Here are some links about the Pioneers:http://www.stereophile.com/news/the_2010_cedia_show_day_1/
http://www.hometheater.com/cedia2010/092310pioneer/

$1000 Dollars is a really difficult pricepoint to reach for a quality 5.1 HT. The Pioneers are excellent for the money and the Dayton Sub-120 is an amazing value as well. The Onkyo is by far the best value in a sub $500 AVR by a wide margin. If not needing to do it all at once, I would start off with a pair of quality Towers from PSB and perhaps a Subwoofer and add Speakers from there. However, the Pioneers do sound far better than they have any right to be. Andrew Jones is truly a genius Speaker Designer.
Cheers,
JJ


----------



## GranteedEV (Aug 8, 2010)

Hello and welcome to HTS! :T

Here's some suggestions I have for you:

1) I recommend spending on two better speakers now, than 5 mediocre speakers for the same total price, as your budget is pretty limited. 2 speakers will be also more easy to adjust with a home change than five plus a sub.

Goal A:
Answer these questions about the speaker discussion, one answer per line, marked (i), (ii), (iii):
(i) What price does the first post call a really difficult pricepoint to reach for a quality 5.1 HT?
(ii) Which AVR does the first post call the best value in a sub $500 AVR?
(iii) According to GranteedEV, how many better speakers are worth buying now instead of 5 mediocre ones?

The data:
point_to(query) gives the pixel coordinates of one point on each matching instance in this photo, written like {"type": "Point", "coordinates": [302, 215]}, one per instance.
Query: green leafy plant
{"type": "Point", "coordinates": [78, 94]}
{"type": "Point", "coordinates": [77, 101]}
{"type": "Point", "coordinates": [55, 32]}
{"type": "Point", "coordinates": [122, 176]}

Goal B:
Render every line of the records as a Markdown table with the columns Row and Line, numbering the rows and leaving out blank lines.

Solution A:
(i) $1000 Dollars
(ii) The Onkyo
(iii) Two

Solution B:
| Row | Line |
|---|---|
| 1 | point_to(query) gives the pixel coordinates of one point on each matching instance in this photo, written like {"type": "Point", "coordinates": [302, 215]}, one per instance. |
| 2 | Query: green leafy plant |
| 3 | {"type": "Point", "coordinates": [78, 94]} |
| 4 | {"type": "Point", "coordinates": [77, 101]} |
| 5 | {"type": "Point", "coordinates": [55, 32]} |
| 6 | {"type": "Point", "coordinates": [122, 176]} |